Required work:
**1)** Answer from the passage on simplifying regression models:
(a) In 95% of cases, how many heads does a single fair coin show when flipped 100 times?
(b) On average, what share of a large group flipping fair coins 100 times will get more than 60 heads?
(c) Which three stepwise procedures does it name?
**2)** Resume the passage on simplifying regression models from its final sentence, carrying on its discussion of stepwise procedures.

Text block:
Many multiple regression models contain variables whose t statistics have nonsignificant P values. These variables are judged to have not displayed statistically significant predictive capability in the presence of the other predictors. The question is then whether some variables can be removed from the model. To answer this question, many models are examined to find the one that's best in some sense.

The theoretical basis for concern over most simplification methods

The main concern is that many of the measures used to assess the importance of a variable were developed for examining a single variable only. They behave differently when assessing the best.

If you take a fair coin and flip it 100 times, common sense as well as probability theory says the chance of getting more heads than tails is 50%. However, suppose a large group of people were to each flip a coin 100 times. Again, both common sense and probability theory say that it is unlikely that the coin with the most heads has more tails than heads. For the best coin to show more tails than heads, they would all have to show more tails than heads. The chance of this becomes smaller the more coins that are flipped.

Most of the time (95%) there will be between 40 to 60 heads when a single fair coin is flipped 100 times. The chances of getting more than 60 heads are small, for a single coin. If we were suspicious of a particular coin and noticed that there were 70 heads in the next 100 flips, we'd have some statistical evidence to back up our suspicions.

Have a large group of people flip fair coins 100 times and the chances of someone getting more than 60 heads grows. On average, about 2.5% of the participants will get more than 60 heads. In this situation, we might become suspicious of the coin that recorded the most heads but, we'd have to test it again to be sure. If we had no reason other than the number of heads for being suspicious and were flip the coin another 100 times, it wouldn't be surprising to see it behave more typically this time.

To summarize:

If our attention is drawn to a particular coin and it subsequently shows an excess of heads, we have some basis for our suspicion.
If a large number of coins are flipped, we can't judge the coin with the largest number of heads as though it were the only coin flipped.

The same thing applies to building models. If there is a reason for singling out a predictor before the data are collected, then it is fair to say the variable has predictive value if it achieves statistical significance. However,

when many predictors are considered and
there is nothing special about any of them before the data are collected and
we judge them as though each were the only predictor being considered,

probability theory says that something will likely achieve statistical significance due to chance alone. We shouldn't be surprised if 1 of 20 such predictors achieves what would be statistical significance for a single predictor at the 0.05 level. This explains why measures that are unrelated to the response sometimes appear to be statistically significant predictors.

A similar problem arises when many variables predict the response equally well. Statistical theory says that, in any sample, some variables will appear to be better predictors than others. However, since all variables predict equally well, these particular variables are not really better. They appear that way due to chance, showing once again that a hypothesis cannot be validated in the dataset that generated it.

We need a procedure that can distinguish between variables that are truly better predictors and those that appear to be better due to the luck of the draw. Unfortunately, that procedure does not yet exist. Still, many procedures have been tried.

Stepwise Procedures

One approach to simplifying multiple regression equations is the stepwise procedures. These include forward selection, backwards elimination, and stepwise regression. They add or remove variables one-at-a-time until some stopping rule is satisfied. They were developed before there were personal computers, when time on mainframe computers was at a premium and when statisticians were considering the problem of what to do when there might be more predictors than observations.

Dataset records:
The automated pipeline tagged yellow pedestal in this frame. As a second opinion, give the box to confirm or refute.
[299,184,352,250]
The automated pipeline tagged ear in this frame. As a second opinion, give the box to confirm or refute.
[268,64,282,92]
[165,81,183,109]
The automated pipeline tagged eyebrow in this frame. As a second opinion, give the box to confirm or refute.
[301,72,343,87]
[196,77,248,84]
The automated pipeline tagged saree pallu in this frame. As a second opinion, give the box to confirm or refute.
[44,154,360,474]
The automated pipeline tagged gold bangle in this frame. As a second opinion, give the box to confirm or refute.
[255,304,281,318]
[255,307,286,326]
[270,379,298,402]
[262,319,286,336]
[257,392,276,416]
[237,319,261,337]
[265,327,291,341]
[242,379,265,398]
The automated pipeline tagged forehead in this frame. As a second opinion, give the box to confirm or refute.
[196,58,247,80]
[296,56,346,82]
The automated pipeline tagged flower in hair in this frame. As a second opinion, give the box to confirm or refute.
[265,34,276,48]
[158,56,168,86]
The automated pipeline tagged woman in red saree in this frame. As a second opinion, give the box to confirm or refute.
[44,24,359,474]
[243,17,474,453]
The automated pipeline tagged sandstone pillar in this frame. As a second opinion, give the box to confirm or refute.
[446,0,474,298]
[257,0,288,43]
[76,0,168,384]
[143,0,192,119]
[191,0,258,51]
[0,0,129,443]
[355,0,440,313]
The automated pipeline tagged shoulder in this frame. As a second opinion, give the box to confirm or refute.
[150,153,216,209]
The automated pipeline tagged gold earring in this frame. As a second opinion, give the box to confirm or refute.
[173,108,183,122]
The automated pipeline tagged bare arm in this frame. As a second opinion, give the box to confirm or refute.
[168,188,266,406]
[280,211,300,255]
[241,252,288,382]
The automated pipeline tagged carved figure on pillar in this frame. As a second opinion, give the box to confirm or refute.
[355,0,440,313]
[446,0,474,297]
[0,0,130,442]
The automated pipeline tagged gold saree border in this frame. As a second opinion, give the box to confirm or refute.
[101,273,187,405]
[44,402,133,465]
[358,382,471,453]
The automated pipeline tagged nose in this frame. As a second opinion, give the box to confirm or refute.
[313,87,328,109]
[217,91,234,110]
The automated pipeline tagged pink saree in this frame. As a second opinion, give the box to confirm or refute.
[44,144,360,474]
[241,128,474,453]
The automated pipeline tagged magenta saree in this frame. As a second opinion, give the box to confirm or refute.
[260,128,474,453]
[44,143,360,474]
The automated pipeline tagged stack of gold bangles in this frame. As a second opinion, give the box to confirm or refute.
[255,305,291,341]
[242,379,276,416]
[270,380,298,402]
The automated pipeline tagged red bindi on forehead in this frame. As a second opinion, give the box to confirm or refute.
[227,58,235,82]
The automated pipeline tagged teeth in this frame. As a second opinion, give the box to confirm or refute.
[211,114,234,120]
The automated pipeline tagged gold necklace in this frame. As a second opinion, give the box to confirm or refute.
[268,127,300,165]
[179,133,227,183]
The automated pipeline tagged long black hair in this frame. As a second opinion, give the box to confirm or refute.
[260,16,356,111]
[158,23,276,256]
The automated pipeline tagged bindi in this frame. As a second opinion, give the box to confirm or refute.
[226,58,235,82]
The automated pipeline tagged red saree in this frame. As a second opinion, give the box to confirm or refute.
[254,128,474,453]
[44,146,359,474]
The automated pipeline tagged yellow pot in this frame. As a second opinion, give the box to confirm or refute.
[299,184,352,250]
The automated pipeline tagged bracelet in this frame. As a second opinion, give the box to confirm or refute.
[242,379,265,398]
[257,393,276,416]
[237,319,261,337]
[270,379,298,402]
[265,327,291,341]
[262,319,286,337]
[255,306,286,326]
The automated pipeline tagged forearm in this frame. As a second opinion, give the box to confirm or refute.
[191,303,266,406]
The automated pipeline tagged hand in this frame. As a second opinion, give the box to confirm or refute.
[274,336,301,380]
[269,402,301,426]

Answers to the tasks:
**1)**
(a) Between 40 and 60 heads.
(b) About 2.5%.
(c) Forward selection, backwards elimination, and stepwise regression.

**2)**
Forward selection starts with an empty model. The variable that has the smallest P value when it is the only predictor in the regression equation is placed in the model. Each subsequent step adds the variable that has the smallest P value in the presence of the predictors already in the equation. Variables are added one-at-a-time as long as their P values are small enough, typically less than 0.05 or 0.10.

Backward elimination starts with all of the predictors in the model. The variable that is least significant--that is, the one with the largest P value--is removed and the model is refitted. Each subsequent step removes the least significant variable in the model until all remaining variables have individual P values smaller than some value, such as 0.05 or 0.10.

Stepwise regression is similar to forward selection except that variables are removed from the model if they become nonsignificant as other predictors are added.

Backwards elimination has an advantage over forward selection and stepwise regression because it is possible for a set of variables to have considerable predictive capability even though any subset of them does not. Forward selection and stepwise regression will fail to identify them. Because the variables don't predict well individually, they will never get to enter the model to have their joint behavior noticed. Backwards elimination starts with everything in the model, so their joint predictive capability will be seen.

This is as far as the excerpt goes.